TASK STATEMENT: Swap every "tank" for "vessel" in the part of the records that opens with the line containing "Target: dent on tank" and closes with the end of the records. Reproduce only that part, with everything else unchanged.

DATA TO PROCESS:
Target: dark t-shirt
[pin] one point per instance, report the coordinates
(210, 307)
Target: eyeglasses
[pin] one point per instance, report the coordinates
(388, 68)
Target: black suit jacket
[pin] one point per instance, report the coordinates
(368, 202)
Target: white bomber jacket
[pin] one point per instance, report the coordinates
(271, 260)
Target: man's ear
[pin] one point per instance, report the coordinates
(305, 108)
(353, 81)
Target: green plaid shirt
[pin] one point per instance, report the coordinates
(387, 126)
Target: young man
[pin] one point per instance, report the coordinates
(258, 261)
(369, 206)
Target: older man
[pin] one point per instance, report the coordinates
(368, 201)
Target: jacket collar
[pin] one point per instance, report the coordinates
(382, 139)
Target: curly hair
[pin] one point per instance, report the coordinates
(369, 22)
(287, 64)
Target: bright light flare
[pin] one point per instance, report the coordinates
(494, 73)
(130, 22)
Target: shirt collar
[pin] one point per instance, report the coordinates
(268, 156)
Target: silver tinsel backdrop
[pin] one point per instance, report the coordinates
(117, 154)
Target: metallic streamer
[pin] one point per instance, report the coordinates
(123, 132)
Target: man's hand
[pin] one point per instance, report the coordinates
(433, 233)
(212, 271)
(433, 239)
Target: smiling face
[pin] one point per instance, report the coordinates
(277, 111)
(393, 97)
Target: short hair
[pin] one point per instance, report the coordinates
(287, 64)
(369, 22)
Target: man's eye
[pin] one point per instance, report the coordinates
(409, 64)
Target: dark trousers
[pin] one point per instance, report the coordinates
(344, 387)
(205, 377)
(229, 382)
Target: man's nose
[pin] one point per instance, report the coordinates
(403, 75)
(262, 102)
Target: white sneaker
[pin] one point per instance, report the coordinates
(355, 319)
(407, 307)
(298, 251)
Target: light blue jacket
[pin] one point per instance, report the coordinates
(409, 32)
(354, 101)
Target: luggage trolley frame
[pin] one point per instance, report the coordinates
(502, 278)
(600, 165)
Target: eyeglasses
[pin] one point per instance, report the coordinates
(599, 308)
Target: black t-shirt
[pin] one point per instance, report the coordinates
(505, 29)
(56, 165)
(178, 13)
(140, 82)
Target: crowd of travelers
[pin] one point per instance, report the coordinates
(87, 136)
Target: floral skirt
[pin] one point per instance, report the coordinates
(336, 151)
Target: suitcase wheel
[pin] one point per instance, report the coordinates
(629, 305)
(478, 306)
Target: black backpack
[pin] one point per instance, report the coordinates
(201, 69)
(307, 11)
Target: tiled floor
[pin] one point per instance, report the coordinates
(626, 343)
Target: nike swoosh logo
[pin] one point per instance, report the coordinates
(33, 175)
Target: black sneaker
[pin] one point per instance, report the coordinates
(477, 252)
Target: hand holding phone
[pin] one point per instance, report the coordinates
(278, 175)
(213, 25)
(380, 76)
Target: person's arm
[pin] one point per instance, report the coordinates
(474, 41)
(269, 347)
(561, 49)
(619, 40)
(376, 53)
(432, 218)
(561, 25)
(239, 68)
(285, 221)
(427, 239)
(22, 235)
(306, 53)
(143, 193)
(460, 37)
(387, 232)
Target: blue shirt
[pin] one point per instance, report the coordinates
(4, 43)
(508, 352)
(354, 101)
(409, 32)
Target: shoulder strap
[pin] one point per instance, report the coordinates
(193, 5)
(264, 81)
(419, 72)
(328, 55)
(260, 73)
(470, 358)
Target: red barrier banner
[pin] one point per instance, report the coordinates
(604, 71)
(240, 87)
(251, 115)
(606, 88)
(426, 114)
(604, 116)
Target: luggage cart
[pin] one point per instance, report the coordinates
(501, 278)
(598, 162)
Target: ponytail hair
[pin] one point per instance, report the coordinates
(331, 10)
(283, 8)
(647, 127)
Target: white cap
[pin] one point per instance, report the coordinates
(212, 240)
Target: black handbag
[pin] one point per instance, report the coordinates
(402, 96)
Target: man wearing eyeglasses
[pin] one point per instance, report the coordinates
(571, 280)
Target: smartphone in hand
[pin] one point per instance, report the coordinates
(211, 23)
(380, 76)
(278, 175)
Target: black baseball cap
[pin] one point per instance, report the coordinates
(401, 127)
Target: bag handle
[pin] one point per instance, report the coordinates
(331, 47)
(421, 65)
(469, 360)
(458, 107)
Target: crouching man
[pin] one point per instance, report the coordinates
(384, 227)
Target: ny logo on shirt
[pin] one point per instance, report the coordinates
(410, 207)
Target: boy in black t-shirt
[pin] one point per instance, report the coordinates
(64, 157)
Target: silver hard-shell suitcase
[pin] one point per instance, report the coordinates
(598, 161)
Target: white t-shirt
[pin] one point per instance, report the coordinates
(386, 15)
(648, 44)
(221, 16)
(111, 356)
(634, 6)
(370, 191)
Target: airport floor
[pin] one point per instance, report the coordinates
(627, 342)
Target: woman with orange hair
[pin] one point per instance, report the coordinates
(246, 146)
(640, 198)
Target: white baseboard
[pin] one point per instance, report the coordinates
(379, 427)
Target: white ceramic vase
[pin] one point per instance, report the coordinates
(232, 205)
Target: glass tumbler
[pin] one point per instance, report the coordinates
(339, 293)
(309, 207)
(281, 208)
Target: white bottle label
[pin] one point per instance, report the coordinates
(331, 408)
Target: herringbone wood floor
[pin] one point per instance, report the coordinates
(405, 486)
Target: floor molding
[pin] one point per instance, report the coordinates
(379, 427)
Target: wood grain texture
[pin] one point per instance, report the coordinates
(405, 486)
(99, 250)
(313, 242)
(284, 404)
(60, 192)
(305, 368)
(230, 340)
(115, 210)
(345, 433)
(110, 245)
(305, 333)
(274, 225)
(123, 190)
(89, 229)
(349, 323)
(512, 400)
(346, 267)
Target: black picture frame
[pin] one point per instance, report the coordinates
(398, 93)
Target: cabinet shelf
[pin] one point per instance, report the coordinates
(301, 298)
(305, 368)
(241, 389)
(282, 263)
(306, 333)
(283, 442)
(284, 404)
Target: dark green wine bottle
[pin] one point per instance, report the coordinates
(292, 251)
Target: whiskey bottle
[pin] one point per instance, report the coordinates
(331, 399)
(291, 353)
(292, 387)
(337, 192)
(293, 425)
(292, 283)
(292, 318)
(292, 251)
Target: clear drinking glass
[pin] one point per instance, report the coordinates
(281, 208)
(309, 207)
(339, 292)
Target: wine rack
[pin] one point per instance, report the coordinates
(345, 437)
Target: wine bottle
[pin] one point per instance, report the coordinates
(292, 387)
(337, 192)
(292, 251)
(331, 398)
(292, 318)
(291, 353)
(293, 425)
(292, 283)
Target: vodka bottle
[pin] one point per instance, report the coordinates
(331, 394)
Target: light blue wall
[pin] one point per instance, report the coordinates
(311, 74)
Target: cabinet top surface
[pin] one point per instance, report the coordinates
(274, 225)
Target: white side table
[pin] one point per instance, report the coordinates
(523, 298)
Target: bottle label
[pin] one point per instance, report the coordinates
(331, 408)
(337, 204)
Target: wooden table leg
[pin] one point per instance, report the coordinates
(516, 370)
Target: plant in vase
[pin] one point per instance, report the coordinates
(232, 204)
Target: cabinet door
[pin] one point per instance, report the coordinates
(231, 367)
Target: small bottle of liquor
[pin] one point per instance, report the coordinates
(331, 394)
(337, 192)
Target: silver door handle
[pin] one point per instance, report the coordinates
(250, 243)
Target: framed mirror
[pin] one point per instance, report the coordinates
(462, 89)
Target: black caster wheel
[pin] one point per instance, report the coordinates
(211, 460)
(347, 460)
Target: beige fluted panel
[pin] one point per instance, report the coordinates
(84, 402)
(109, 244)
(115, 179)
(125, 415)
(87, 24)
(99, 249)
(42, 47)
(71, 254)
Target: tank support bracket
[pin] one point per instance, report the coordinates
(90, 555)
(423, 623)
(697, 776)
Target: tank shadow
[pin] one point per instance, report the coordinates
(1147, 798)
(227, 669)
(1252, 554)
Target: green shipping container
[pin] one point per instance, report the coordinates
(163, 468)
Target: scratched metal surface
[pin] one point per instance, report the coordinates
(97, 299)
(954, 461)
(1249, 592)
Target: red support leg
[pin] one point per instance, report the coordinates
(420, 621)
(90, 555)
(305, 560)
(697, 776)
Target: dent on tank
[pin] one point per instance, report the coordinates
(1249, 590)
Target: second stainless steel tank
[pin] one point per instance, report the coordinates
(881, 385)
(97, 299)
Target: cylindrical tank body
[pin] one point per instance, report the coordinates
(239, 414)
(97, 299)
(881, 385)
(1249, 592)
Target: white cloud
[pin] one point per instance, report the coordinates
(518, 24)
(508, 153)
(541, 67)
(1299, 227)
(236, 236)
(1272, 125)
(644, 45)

TASK SOLUTION:
Target: dent on vessel
[pin] one point per instance, report the coordinates
(1249, 590)
Target: second stainless steel vessel
[pin] one point per instance, report the coordinates
(881, 385)
(97, 299)
Target: cylindrical vessel body
[pin] one point per instance, report the coordinates
(239, 414)
(97, 299)
(881, 385)
(1249, 592)
Target: white cloud
[pin] one point per instance, report the coordinates
(518, 24)
(508, 153)
(541, 67)
(1299, 227)
(236, 236)
(1272, 125)
(644, 45)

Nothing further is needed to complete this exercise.